Yönergeler:
1 - Mauritius hakkındaki metne göre başkent Port Louis hangi yılda kurulmuştur?
2 - Satırlar arasından "cobblestone" dizesini içeren her satırı ayıklayın. Büyük-küçük harf ayrımı dikkate alınır.

GÖKKUŞAĞI VE PARILDAYAN YILDIZLAR ADASI MAURİTİUS
Pırıl pırıl, kristal görünümlü denizi, bitmek bilmeyen ıssız sahilleri ve bembeyaz un gibi kumlarıyla meşhur Mauritius'un (Morişus ) başkenti Port Louis'e THY ile 9 saat 15 dakikalık rahat bir yolculuk yaptıktan sonra vardık.
Afrika kıtasında Madagaskar’ın doğusunda Hint Okyanusu’nun tam kalbinde 1,3 milyon nüfuslu güler yüzlü halkı ile dünyanın dört bir yanından gelen seyahat severlerin hayran olduğu bu ada ülkesine geldiğimiz gün “Bağımsızlık Günü” (12 Mart 1968) kutlamaları vardı, Her yer bayraklarla süslenmişti. Gece ise fener alayı ve 50 top atışı yapıldı.
Turkuaz rengi suları, yemyeşil doğası ve tropikal iklimi ile ün yapmış bu tatil ülkesi insanı fazlasıyla büyülemeye yetiyor. Türkiye ile arasında 1 saat farkı olan Mauritius’un yaz mevsimi, Aralık-Mart dönemi olarak biliniyor ve en çok turist de bu aylarda adayı ziyaret ediyor.
BAŞKENT PORT LOUİS
Türkiye’den vizesiz olarak ziyaret edilen Mauritius'un başkenti Port Louis 1735 yılında Fransızlar tarafından kurulmuş, dönemin Fransa Kralı XV Louis'nin adını almış. Hint Okyanusu kıyısında olan şehir, ülkenin en büyük şehridir ve 150 bin nüfusa sahiptir.
Nüfusu neredeyse hep gençlerden oluşan Mauritius’ta okur-yazar oranı %90 civarında. Hint ve Afrika kültürünün bir arada yaşadığı Mauritius’un Cumhuriyet rejimine geçişi ise 1992 yılında yapılan seçimle gerçekleşmiştir.

Görev Satırları:

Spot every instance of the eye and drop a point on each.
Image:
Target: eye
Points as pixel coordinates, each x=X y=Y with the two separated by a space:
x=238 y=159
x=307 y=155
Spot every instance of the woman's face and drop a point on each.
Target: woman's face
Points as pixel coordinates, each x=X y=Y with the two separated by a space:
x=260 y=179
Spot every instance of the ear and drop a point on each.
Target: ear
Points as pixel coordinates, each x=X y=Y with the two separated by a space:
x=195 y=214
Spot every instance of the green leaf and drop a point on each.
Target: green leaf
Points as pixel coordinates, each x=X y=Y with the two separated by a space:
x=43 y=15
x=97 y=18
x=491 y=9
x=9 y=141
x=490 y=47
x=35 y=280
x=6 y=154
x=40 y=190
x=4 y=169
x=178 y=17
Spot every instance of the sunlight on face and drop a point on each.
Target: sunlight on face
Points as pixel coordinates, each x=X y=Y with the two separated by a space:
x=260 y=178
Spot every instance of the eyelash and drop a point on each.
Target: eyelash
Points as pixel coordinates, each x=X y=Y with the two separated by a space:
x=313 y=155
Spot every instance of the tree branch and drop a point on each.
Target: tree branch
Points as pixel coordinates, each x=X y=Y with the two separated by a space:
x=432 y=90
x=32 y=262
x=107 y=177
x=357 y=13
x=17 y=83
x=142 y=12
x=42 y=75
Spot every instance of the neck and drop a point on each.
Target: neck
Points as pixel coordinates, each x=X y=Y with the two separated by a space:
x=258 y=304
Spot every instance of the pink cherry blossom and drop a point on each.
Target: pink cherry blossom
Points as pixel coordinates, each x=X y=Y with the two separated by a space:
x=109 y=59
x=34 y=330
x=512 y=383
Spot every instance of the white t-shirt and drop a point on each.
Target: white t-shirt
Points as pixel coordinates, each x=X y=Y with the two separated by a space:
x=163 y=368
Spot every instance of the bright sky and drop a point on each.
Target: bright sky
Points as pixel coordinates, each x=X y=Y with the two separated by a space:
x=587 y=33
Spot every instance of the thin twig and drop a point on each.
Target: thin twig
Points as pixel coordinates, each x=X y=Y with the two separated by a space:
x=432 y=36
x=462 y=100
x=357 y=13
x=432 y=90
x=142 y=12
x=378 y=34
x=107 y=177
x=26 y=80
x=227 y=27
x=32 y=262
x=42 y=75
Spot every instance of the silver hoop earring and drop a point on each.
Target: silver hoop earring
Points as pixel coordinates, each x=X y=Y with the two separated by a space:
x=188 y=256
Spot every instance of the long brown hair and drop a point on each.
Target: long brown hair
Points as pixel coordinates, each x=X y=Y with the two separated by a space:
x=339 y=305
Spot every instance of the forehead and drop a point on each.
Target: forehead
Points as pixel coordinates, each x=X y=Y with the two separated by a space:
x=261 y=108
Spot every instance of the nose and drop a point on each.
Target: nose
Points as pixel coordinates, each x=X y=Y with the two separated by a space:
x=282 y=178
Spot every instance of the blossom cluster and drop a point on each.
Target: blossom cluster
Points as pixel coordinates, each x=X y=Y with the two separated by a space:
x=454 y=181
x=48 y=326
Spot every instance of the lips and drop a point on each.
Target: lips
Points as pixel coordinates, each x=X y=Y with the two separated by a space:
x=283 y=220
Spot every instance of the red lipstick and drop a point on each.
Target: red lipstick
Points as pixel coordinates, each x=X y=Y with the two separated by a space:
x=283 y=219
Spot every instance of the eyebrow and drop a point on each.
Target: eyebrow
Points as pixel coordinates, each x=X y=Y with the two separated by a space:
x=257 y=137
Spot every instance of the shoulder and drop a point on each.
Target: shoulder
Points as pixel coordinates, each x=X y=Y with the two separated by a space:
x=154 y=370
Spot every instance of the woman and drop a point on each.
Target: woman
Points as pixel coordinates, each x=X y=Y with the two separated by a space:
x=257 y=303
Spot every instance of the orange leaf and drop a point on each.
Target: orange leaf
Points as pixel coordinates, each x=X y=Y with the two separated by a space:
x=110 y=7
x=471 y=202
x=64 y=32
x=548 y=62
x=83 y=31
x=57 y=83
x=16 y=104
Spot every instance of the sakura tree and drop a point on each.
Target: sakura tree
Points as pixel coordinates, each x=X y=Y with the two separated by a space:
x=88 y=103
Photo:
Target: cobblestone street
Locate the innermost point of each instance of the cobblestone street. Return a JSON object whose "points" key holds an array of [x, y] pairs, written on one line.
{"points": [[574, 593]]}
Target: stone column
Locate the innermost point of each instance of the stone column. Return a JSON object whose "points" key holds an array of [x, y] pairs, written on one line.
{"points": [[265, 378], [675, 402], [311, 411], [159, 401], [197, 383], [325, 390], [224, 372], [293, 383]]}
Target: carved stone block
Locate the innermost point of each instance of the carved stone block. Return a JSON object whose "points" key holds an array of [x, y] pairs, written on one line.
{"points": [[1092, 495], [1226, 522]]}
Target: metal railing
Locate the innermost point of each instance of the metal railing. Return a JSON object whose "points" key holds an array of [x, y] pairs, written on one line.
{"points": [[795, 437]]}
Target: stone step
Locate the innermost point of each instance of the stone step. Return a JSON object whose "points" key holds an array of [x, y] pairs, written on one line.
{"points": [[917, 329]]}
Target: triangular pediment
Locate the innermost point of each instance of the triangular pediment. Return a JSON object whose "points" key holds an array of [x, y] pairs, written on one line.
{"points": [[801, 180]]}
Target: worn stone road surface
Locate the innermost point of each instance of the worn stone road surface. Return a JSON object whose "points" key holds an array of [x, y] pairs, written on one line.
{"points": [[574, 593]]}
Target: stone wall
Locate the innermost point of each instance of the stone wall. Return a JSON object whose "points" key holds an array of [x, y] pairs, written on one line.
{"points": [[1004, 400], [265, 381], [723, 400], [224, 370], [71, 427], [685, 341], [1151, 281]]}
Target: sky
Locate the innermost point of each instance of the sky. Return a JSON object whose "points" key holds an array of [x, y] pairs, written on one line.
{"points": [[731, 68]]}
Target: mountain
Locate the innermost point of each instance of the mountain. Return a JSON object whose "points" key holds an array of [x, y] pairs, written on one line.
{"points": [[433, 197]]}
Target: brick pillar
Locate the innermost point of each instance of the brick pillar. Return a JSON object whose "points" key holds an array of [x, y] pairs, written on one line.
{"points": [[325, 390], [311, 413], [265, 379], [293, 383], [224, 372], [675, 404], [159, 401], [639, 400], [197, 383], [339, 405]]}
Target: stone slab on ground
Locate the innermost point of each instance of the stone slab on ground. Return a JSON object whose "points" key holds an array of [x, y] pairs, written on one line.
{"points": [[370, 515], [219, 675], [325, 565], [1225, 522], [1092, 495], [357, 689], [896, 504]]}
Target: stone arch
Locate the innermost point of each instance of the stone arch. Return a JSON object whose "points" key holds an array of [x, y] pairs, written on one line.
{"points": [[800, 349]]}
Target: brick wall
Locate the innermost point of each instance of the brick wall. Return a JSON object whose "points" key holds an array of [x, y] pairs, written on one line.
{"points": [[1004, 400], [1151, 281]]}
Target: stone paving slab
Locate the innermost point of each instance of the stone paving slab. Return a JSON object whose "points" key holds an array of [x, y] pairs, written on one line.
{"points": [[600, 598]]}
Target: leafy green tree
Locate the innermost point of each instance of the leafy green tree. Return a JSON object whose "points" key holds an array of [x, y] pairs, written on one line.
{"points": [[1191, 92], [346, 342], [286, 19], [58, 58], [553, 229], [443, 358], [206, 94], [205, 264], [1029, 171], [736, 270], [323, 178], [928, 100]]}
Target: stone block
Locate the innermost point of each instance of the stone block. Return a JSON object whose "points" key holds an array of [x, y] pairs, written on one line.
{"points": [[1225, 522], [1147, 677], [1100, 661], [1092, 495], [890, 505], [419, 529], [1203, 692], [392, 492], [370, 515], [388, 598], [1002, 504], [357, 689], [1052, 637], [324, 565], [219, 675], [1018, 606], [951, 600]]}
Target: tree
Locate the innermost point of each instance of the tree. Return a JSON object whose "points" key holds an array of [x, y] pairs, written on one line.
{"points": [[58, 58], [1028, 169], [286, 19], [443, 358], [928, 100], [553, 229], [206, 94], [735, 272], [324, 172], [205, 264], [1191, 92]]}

Görev Çözümleri:
1 - 1735 yılında.

2 -
Target: cobblestone street
Locate the innermost point of each instance of the cobblestone street. Return a JSON object whose "points" key holds an array of [x, y] pairs, written on one line.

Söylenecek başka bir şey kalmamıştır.